::: Data supplied :::

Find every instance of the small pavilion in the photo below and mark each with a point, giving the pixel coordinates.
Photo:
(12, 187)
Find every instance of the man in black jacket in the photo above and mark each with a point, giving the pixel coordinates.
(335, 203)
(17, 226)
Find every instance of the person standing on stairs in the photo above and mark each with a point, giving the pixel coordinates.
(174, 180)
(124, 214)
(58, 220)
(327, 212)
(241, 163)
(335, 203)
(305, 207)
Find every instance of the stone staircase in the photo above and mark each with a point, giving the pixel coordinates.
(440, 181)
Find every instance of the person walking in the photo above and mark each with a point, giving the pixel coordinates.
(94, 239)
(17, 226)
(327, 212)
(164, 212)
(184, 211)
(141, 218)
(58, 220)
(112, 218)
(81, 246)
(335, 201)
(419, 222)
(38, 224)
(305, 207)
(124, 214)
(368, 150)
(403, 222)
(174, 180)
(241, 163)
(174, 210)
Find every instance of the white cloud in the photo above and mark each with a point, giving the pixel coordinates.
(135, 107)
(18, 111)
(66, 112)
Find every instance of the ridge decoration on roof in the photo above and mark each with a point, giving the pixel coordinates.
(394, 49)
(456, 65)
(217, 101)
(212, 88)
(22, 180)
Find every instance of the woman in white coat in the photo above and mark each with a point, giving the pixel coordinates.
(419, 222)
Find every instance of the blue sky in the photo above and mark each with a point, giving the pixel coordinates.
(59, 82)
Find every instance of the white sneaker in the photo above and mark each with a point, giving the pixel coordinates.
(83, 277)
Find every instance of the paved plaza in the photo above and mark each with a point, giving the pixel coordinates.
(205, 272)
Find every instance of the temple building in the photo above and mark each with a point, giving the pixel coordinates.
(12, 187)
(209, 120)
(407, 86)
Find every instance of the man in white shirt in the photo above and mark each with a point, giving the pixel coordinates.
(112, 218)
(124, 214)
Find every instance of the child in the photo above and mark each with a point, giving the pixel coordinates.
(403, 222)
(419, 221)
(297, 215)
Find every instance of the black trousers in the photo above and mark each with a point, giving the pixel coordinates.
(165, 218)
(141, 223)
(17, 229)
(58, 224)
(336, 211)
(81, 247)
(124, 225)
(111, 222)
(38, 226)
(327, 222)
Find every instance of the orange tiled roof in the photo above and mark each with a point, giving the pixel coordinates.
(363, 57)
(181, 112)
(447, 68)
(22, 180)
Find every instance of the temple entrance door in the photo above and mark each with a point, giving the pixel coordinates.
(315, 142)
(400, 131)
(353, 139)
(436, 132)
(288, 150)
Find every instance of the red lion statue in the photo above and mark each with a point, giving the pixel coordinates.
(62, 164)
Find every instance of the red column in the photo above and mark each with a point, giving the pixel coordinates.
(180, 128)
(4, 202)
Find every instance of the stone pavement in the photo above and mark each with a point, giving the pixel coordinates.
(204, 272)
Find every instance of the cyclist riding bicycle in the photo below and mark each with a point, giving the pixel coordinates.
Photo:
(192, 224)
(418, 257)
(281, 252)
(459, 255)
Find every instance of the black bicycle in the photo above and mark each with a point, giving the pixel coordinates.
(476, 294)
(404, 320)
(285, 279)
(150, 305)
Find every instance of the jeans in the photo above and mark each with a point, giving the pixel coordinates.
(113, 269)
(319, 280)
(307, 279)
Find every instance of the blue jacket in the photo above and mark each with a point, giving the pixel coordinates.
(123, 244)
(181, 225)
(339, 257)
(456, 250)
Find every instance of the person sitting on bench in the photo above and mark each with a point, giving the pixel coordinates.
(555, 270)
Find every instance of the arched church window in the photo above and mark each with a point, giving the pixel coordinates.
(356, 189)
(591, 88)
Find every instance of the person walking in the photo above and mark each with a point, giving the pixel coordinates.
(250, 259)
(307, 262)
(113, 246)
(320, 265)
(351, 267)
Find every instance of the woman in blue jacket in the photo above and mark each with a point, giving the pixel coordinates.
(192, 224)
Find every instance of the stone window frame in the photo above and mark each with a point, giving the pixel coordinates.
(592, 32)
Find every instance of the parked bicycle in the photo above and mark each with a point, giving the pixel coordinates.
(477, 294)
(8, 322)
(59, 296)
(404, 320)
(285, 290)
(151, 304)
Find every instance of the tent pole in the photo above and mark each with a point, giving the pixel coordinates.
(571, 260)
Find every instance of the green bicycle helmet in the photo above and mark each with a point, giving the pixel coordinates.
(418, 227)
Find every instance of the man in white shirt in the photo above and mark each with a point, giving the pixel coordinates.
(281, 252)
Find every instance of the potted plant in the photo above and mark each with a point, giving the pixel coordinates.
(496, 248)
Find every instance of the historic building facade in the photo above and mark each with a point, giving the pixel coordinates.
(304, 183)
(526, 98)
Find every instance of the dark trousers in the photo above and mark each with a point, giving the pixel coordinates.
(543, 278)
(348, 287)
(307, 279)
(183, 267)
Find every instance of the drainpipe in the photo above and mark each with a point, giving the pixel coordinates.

:::

**Exercise requirements:** Retype the entries exactly, including every line.

**The completed task:**
Find every instance of the small pavilion in the photo below and mark each with a point, giving the pixel coordinates.
Photo:
(12, 187)
Find every instance of the man in black jacket in the photo above and mark each with a point, giving the pixel coordinates.
(335, 203)
(17, 226)
Find every instance of the person standing on stairs in the photo above and mark each with a point, giving the pixel coordinates.
(174, 180)
(124, 214)
(58, 220)
(327, 212)
(241, 163)
(335, 203)
(305, 207)
Find every instance of the stone staircase in the photo above and mark each with a point, giving the pixel coordinates.
(440, 181)
Find every instance of the person walking in the photo above and mark each with a point, giving the pixel coordinates.
(94, 239)
(17, 226)
(327, 212)
(164, 212)
(184, 211)
(141, 218)
(58, 220)
(112, 218)
(81, 246)
(335, 201)
(419, 222)
(38, 224)
(305, 207)
(124, 214)
(368, 150)
(403, 222)
(174, 180)
(241, 163)
(174, 210)
Find every instance of the white cloud in the photo above and mark each with a point, giving the pixel coordinates.
(135, 107)
(18, 111)
(66, 112)
Find every instance of the ridge decoration on roof in the photo above and mark each with a point, giving the pixel coordinates.
(394, 49)
(456, 65)
(217, 101)
(212, 88)
(22, 180)
Find every instance of the woman in white coat in the photo above and mark each with a point, giving the pixel coordinates.
(419, 222)
Find every instance of the blue sky in the photo above and mark each with a point, giving the pixel coordinates.
(59, 82)
Find every instance of the white sneaker in the photo above and mark each with a point, giving the pixel coordinates.
(83, 277)
Find every instance of the paved plaza in the photo above and mark each with a point, giving the pixel coordinates.
(205, 272)
Find every instance of the temple building in the photo above and mark each with a point, giving the pixel coordinates.
(12, 187)
(209, 120)
(407, 86)
Find every instance of the man in white shirt in the photo above and mark each with a point, giving the pixel coordinates.
(112, 218)
(124, 214)
Find every instance of the child in the photo above and mark each with a point, giving the pixel coordinates.
(403, 222)
(419, 221)
(297, 215)
Find every instance of the black trousers in the photo above and mark each with a point, giving the pixel coordinates.
(165, 218)
(141, 223)
(17, 229)
(58, 224)
(336, 211)
(81, 247)
(124, 225)
(111, 222)
(38, 226)
(327, 222)
Find every instance of the orange tiled roof in the photo above and mark each with a point, giving the pixel coordinates.
(363, 57)
(181, 112)
(447, 68)
(22, 180)
Find every instance of the temple entrance door in the photo above and mark each with a point, giving the pixel coordinates.
(315, 142)
(400, 131)
(353, 139)
(436, 132)
(288, 150)
Find every instance of the red lion statue in the photo above and mark each with a point, giving the pixel coordinates.
(62, 164)
Find every instance of the red column in the photo above and mark each with a point, giving the pixel coordinates.
(180, 128)
(4, 202)
Find every instance of the stone pavement in the photo above and mark each with a point, giving the pixel coordinates.
(204, 272)
Find every instance of the cyclist riding bicycle in the photo below and mark each with a point, giving the pixel coordinates.
Photo:
(192, 224)
(418, 257)
(281, 252)
(459, 255)
Find every instance of the black bicycle in the photo above and mark each with a point, giving the pixel coordinates.
(476, 294)
(404, 320)
(285, 279)
(150, 305)
Find every instance of the jeans in the photo above and mark each with a point, giving the pixel coordinates.
(113, 269)
(319, 280)
(307, 279)
Find every instance of the blue jacket in the photo above and mark each with a point, giving the pixel coordinates.
(123, 244)
(181, 225)
(339, 257)
(456, 250)
Find every instance of the person sitting on bench in the photo above and mark each with a point, giving the pixel coordinates.
(555, 270)
Find every instance of the arched church window in the photo above and mark each with a point, giving the pixel coordinates.
(356, 189)
(591, 88)
Find every instance of the person walking in the photo above and mark each with a point, giving the pixel coordinates.
(250, 259)
(307, 262)
(113, 246)
(320, 265)
(351, 267)
Find every instance of the woman in blue jacket in the photo above and mark each with a point, giving the pixel coordinates.
(192, 224)
Find every instance of the stone window frame in the photo above and mark each with a point, giving the pixel coordinates.
(592, 32)
Find every instance of the parked bicycle in the photo above and mark each with a point, giving the pixel coordinates.
(477, 294)
(8, 322)
(59, 296)
(404, 320)
(285, 290)
(151, 304)
Find every instance of the tent pole in the photo above and mark each with a point, giving the pixel coordinates.
(571, 260)
Find every instance of the green bicycle helmet in the photo above and mark each with a point, giving the pixel coordinates.
(418, 227)
Find every instance of the man in white shirt in the photo above and mark each with a point, giving the pixel coordinates.
(281, 252)
Find every instance of the potted plant in the photo above and mark each with a point, giving the pixel coordinates.
(496, 248)
Find every instance of the historic building facade in the photo above and mark each with a point, giving the pixel coordinates.
(304, 183)
(526, 98)
Find every instance of the dark trousers in the photo above and mark each with a point, giving the pixel coordinates.
(543, 278)
(348, 287)
(307, 279)
(183, 267)
Find every instance of the drainpipe in the photo above and mark each with a point, giving the pixel coordinates.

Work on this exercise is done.